> How to complete this task: Filter the records below, keeping only lines with the string "building".

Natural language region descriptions
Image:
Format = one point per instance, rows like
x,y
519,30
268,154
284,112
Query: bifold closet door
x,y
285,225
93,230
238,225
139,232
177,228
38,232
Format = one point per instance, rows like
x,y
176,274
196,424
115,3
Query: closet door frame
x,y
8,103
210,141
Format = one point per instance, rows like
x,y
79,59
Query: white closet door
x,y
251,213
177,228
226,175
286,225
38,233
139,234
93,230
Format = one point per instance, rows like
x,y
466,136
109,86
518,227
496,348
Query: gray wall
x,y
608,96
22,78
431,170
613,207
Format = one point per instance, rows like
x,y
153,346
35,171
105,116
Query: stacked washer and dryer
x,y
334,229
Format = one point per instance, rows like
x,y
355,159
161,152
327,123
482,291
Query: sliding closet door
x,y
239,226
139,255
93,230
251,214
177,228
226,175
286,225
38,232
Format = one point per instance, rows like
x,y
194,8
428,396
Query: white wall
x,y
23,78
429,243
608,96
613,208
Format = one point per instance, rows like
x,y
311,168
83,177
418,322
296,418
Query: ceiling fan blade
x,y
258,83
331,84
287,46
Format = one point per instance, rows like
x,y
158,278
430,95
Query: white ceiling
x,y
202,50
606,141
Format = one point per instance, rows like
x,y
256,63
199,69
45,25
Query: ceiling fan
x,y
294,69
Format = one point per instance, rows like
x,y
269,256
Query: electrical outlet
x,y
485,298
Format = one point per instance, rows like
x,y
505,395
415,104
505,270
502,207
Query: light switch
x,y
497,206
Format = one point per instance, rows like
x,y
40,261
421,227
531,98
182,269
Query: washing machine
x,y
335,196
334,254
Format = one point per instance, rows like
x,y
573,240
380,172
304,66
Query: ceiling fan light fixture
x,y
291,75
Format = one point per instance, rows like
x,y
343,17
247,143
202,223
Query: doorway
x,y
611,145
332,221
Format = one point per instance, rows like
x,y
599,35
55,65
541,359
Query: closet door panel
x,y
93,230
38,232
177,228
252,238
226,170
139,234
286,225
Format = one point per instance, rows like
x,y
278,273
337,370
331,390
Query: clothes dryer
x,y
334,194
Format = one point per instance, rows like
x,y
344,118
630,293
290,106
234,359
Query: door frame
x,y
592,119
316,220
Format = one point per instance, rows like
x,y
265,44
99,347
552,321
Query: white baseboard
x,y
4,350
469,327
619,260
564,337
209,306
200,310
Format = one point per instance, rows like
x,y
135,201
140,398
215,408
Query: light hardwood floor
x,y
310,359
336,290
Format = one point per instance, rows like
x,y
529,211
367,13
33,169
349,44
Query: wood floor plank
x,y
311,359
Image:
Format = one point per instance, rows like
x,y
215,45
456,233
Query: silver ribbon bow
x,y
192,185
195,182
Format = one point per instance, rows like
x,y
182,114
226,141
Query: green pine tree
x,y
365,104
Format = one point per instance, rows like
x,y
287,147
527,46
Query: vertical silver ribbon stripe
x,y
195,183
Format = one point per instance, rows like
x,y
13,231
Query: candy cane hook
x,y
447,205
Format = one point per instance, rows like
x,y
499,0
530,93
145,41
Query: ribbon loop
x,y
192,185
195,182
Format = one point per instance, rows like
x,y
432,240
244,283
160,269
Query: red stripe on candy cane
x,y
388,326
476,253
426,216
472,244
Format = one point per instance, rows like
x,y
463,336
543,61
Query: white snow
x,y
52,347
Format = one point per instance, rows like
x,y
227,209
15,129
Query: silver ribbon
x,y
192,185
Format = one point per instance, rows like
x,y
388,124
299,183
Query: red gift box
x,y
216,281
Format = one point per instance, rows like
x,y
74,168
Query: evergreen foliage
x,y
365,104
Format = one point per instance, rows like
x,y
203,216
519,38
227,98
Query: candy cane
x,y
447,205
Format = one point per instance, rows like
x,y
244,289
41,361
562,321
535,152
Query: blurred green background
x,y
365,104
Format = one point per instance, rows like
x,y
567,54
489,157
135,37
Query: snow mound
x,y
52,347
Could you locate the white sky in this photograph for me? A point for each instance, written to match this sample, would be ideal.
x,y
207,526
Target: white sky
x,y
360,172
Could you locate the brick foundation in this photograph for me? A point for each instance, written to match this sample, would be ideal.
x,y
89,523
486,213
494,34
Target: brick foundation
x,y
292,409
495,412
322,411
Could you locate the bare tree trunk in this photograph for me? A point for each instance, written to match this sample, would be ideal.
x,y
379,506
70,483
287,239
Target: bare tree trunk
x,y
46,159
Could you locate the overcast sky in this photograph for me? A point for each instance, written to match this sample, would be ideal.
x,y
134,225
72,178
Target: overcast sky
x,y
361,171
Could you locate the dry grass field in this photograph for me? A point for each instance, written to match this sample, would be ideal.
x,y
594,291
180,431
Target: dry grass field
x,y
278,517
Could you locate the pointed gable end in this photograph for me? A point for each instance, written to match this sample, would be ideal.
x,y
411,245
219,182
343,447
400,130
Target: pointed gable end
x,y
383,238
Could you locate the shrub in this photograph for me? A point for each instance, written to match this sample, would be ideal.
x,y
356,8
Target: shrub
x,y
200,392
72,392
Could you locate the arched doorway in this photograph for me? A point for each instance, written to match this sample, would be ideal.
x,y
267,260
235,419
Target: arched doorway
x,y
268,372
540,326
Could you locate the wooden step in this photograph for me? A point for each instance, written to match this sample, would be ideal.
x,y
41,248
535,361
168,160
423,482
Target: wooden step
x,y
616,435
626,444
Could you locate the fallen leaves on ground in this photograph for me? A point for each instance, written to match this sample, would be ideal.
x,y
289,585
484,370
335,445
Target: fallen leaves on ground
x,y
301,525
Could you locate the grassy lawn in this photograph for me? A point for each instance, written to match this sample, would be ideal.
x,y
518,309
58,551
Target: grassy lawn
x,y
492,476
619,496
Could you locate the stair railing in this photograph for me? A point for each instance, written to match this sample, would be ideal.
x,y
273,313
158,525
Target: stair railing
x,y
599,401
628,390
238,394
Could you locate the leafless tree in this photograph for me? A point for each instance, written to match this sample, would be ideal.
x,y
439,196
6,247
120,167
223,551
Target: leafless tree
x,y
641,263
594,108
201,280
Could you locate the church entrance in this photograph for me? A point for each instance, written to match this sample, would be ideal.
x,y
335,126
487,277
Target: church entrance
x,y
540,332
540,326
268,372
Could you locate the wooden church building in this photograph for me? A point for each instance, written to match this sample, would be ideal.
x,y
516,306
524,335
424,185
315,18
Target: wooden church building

> Finished task:
Could you locate the wooden church building in this photograph for me? A point for each instance, written to match this sample, would be ideal.
Target: wooden church building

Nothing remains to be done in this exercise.